**Polecenie a**
Przepisz z poniższej rozmowy z prezesem PAN fragment od słów „Jak promować doskonałość” aż do słów „wpływania na jakość?” włącznie.

**Fragment tekstu**
┄┄┄┄┄┄┄┄┄┄┄┄┄┄┄┄┄┄┄┄

Jak promować doskonałość

Rozmowa z prof. Jerzym Duszyńskim, prezesem Polskiej Akademii Nauk

Dość długo kompletował pan zarząd Akademii. Powiedziałbym, że były to zaskakujące nominacje. Czym się pan kierował dobierając swych zastępców?

Objąłem funkcję prezesa PAN z planem, żeby instytucja, którą będę kierował, stała się jeszcze lepsza. Miałem wielką pokusę, żeby sięgnąć do osób już sprawdzonych. Jednak żeby swoje zamiary zrealizować, potrzebowałem tych, którzy spojrzą na Polską Akademię Nauk świeżym okiem. I właśnie takie osoby zaproponowałem.

Mówiąc o swoich zamiarach wobec Akademii, powtarza pan słowa jakość i doskonałość. Czy dysponuje pan narzędziami, żeby cokolwiek zmienić, skoro instytuty są finansowo niezależne od korporacji oraz od urzędu PAN? Jakie pan ma instrumenty wpływania na jakość?

┄┄┄┄┄┄┄┄┄┄┄┄┄┄┄┄┄┄┄┄

**Dostarczone rekordy**
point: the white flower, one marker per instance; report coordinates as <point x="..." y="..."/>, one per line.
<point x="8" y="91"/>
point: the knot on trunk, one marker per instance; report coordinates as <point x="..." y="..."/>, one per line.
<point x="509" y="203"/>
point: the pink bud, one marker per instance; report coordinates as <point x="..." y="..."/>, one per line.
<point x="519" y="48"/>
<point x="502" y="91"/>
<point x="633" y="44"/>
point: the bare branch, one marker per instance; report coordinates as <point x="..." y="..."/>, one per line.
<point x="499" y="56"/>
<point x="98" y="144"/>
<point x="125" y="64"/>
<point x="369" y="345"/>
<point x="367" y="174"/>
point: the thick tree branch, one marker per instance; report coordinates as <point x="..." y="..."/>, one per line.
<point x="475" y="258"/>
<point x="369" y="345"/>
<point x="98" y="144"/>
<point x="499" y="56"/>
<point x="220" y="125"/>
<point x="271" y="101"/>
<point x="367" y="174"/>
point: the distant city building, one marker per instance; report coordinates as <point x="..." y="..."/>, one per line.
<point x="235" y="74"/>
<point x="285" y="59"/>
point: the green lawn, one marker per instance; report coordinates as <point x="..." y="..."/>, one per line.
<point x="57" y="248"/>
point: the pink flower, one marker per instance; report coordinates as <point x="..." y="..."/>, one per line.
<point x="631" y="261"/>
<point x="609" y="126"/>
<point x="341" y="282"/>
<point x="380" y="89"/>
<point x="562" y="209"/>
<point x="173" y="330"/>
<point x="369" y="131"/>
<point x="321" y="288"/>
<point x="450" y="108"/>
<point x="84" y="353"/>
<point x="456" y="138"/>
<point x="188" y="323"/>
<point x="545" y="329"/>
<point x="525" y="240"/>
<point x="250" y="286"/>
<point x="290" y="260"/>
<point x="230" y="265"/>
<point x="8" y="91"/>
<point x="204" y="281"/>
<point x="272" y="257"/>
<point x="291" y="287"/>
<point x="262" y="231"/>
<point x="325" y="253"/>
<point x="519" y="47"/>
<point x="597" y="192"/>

┄┄┄┄┄┄┄┄┄┄┄┄┄┄┄┄┄┄┄┄

**Polecenie b**
W rekordach powyżej zamień „pink flower” na „rose-colored flower” i podaj ponownie tylko wiersze od wiersza z „point: the pink flower, one” aż do końca rekordów włącznie, bez żadnych innych zmian.

**Odpowiedź a**
Jak promować doskonałość

Rozmowa z prof. Jerzym Duszyńskim, prezesem Polskiej Akademii Nauk

Dość długo kompletował pan zarząd Akademii. Powiedziałbym, że były to zaskakujące nominacje. Czym się pan kierował dobierając swych zastępców?

Objąłem funkcję prezesa PAN z planem, żeby instytucja, którą będę kierował, stała się jeszcze lepsza. Miałem wielką pokusę, żeby sięgnąć do osób już sprawdzonych. Jednak żeby swoje zamiary zrealizować, potrzebowałem tych, którzy spojrzą na Polską Akademię Nauk świeżym okiem. I właśnie takie osoby zaproponowałem.

Mówiąc o swoich zamiarach wobec Akademii, powtarza pan słowa jakość i doskonałość. Czy dysponuje pan narzędziami, żeby cokolwiek zmienić, skoro instytuty są finansowo niezależne od korporacji oraz od urzędu PAN? Jakie pan ma instrumenty wpływania na jakość?

**Odpowiedź b**
point: the rose-colored flower, one marker per instance; report coordinates as <point x="..." y="..."/>, one per line.
<point x="631" y="261"/>
<point x="609" y="126"/>
<point x="341" y="282"/>
<point x="380" y="89"/>
<point x="562" y="209"/>
<point x="173" y="330"/>
<point x="369" y="131"/>
<point x="321" y="288"/>
<point x="450" y="108"/>
<point x="84" y="353"/>
<point x="456" y="138"/>
<point x="188" y="323"/>
<point x="545" y="329"/>
<point x="525" y="240"/>
<point x="250" y="286"/>
<point x="290" y="260"/>
<point x="230" y="265"/>
<point x="8" y="91"/>
<point x="204" y="281"/>
<point x="272" y="257"/>
<point x="291" y="287"/>
<point x="262" y="231"/>
<point x="325" y="253"/>
<point x="519" y="47"/>
<point x="597" y="192"/>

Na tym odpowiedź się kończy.